Work order:
Rewrite the part of the article on Dr Grant's retirement between "The rise in" and "in their life.", inclusive, replacing "tenure" with "years of practice".

Passage provided:
* * * *
06 November 2025, 7:00 PM

'You can't beat general practice': Dr Grant signs off to tee upDr. David Grant on his last day. Photo: Supplied - Jeff Williams

At 36 years old Kiama general practitioner Dr David Grant began practicing in the Kiama area and 36 years later, he is hanging up the stethoscope and celebrating a magnificent career of service to the area.

 

Having transitioned from analogue technology, paper-based systems, and mechanical and electrical computing to today’s digital age and the improvements to medicine, Dr Grant has seen it all.

 

The rise in care for mental health has become a prevalent issue within society during Dr Grant’s tenure.

 

The Australian Bureau of Statistics released findings in 2023 that infer 42.9% of people aged 16-85 years old had experienced a mental disorder at some time in their life.


 

“Back in the early 2000s I approached schools with another doctor to talk about mental health,” Dr Grant said.

 

“I got heavily involved in mental health at that time, but with my patients the issues tend not to be so much.
* * * *
Extracted data:
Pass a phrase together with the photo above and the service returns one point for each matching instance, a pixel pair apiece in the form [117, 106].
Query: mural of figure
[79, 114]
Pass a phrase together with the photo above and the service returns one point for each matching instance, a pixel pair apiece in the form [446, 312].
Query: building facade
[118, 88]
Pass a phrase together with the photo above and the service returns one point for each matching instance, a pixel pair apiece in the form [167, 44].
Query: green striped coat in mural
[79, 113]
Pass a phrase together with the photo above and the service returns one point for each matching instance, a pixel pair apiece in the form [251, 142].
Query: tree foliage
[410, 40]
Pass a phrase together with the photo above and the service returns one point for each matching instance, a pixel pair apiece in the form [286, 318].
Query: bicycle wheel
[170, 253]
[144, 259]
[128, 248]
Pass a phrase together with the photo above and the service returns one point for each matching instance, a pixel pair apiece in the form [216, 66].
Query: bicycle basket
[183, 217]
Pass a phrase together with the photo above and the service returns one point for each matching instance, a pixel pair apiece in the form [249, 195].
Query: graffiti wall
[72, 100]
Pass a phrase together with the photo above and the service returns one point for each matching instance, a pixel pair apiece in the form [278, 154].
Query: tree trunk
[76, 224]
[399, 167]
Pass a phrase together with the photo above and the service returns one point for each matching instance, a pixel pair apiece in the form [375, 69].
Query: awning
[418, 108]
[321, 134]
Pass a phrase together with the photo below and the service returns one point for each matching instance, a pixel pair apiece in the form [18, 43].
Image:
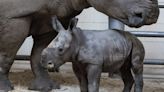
* * * *
Exercise solution:
The rise in care for mental health has become a prevalent issue within society during Dr Grant’s years of practice.

 

The Australian Bureau of Statistics released findings in 2023 that infer 42.9% of people aged 16-85 years old had experienced a mental disorder at some time in their life.